[Excerto do texto]

Beanie Feldstein e Kaitlyn Dever |
Foi em 1999 que se estreou American Pie, objecto de desastrosa mediocridade cinematográfica que criou um “estilo” de representação da juventude baseado num único pressuposto dramático: a adolescência seria apenas um acidente sexualmente burlesco que se resume no facto de as respectivas personagens serem ou não serem virgens... Em Portugal, num gesto de sagaz objectividade, o filme foi mesmo lançado com o subtítulo “A Primeira Vez”.
Vinte anos depois, há que reconhecer que a moda não desarma: Booksmart, estreia na realização da actriz Olivia Wilde, é a “enésima” variação sobre o tema. Dito de outro modo: onde antes encontrávamos rapazes a especular sobre o modo de atrair raparigas, agora a acção centra-se em raparigas atraídas por... rapazes e raparigas.
Dir-se-ia que encontramos aqui um sintoma das convulsões do movimento #MeToo, em particular da revalorização de histórias de mulheres concebidas e assinadas por mulheres. Em todo o caso, creio que tal perspectiva tende a gerar um equívoco ainda maior: mesmo não ignorando os seus impasses, contradições e silêncios, o fenómeno #MeToo é demasiado sério, e de inegável importância social, para que o confundamos com as proezas de um filme como Booksmart.
Desgraçadamente, a questão é muito mais simples: estamos apenas perante um exemplo de chocante mediocridade cinematografica. O subtítulo português ajuda à festa, procurando reforçar a “ironia” do original. Assim, “booksmart” designa alguém que cultiva o gosto dos livros, nessa medida “armando-se em esperto(a)”... Daí a adenda que o filme recebeu no nosso mercado: Inteligentes e Rebeldes.
Não estamos, realmente, no reino da subtileza. Assumindo-se como comédia sexual feminina, porventura feminista (?), Booksmart dá-nos conta das atribulações de Amy (Kaitlyn Dever) e Molly (Beanie Feldstein) em vésperas da cerimónia de encerramento do curso liceal, já vislumbrando a sua vida universitária... Num misto de desilusão e culpa, descobrem que talvez não tenham sabido desfrutar dos prazeres da adolescência em que todos os colegas se especializaram...
O cliché não podia ser mais claro: quem lê livros, coitado(a), não sabe nada dos sabores da vida vivida... O resultado é uma antologia de piadas de sorumbático humor, com a breve excepção de uma sequência onírica, executada, em animação, com duas bonecas Barbie que, ao espelho, avaliam as componentes sexuais da representação do seu próprio corpo... Podia ser uma outra maneira de lidar com a pesada herança de American Pie, mas tal sequência não passa de uma excepção. Em última instância, este é um filme que parece assombrado por aquela incómoda tristeza de nem sequer acreditar no humor que tenta transmitir.

[/Excerto do texto]
[Excertos de dados]

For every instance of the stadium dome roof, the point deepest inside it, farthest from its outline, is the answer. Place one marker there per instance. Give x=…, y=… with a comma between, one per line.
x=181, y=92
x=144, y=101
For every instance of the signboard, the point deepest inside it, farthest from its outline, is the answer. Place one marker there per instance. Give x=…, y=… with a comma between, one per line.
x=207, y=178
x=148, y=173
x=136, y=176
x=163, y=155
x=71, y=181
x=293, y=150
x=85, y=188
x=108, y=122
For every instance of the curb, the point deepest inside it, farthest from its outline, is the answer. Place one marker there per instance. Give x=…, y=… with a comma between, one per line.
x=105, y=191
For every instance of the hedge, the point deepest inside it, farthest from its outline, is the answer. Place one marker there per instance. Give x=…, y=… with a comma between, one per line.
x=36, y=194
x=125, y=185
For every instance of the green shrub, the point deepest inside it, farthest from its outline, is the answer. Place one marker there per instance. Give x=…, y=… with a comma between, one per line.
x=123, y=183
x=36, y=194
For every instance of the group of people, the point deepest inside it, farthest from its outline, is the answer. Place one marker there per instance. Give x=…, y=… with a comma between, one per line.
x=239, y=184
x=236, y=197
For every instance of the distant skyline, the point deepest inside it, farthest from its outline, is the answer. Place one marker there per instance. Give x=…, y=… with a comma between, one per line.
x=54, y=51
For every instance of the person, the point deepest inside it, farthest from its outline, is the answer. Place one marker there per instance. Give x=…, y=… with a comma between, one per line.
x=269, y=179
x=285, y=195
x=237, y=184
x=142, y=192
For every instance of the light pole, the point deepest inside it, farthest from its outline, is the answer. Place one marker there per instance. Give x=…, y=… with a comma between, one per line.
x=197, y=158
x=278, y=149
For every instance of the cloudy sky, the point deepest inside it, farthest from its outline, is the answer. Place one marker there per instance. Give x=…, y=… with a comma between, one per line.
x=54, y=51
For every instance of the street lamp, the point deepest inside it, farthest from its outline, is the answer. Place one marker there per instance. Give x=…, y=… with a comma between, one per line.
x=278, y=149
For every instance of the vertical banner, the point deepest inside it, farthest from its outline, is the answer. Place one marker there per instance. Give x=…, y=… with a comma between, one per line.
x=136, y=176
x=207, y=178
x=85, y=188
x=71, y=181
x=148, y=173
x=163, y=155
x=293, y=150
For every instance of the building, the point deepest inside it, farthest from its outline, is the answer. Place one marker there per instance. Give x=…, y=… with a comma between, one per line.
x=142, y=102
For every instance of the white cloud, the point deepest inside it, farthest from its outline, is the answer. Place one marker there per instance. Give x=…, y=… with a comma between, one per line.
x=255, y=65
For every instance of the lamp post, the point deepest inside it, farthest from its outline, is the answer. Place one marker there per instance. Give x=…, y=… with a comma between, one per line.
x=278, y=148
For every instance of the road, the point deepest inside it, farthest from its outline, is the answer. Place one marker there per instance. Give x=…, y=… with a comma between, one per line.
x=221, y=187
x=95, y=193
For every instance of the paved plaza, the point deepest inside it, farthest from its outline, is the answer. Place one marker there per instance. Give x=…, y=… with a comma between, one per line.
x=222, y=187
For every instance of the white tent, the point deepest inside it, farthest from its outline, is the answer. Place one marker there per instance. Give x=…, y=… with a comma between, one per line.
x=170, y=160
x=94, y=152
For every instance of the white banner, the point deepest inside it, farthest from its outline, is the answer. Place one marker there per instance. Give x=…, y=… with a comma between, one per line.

[/Excertos de dados]

- **Complete o seguinte**:
A - Enumere todas as atrizes mencionadas pelo nome na crítica a Booksmart.
B - Transcreva, por favor, o trecho da crítica a Booksmart que começa nas palavras "Desgraçadamente, a questão" e termina depois de "colegas se especializaram...".

- **Respostas ao exercício**:
A - Beanie Feldstein, Kaitlyn Dever, Olivia Wilde

B -
Desgraçadamente, a questão é muito mais simples: estamos apenas perante um exemplo de chocante mediocridade cinematografica. O subtítulo português ajuda à festa, procurando reforçar a “ironia” do original. Assim, “booksmart” designa alguém que cultiva o gosto dos livros, nessa medida “armando-se em esperto(a)”... Daí a adenda que o filme recebeu no nosso mercado: Inteligentes e Rebeldes.
Não estamos, realmente, no reino da subtileza. Assumindo-se como comédia sexual feminina, porventura feminista (?), Booksmart dá-nos conta das atribulações de Amy (Kaitlyn Dever) e Molly (Beanie Feldstein) em vésperas da cerimónia de encerramento do curso liceal, já vislumbrando a sua vida universitária... Num misto de desilusão e culpa, descobrem que talvez não tenham sabido desfrutar dos prazeres da adolescência em que todos os colegas se especializaram...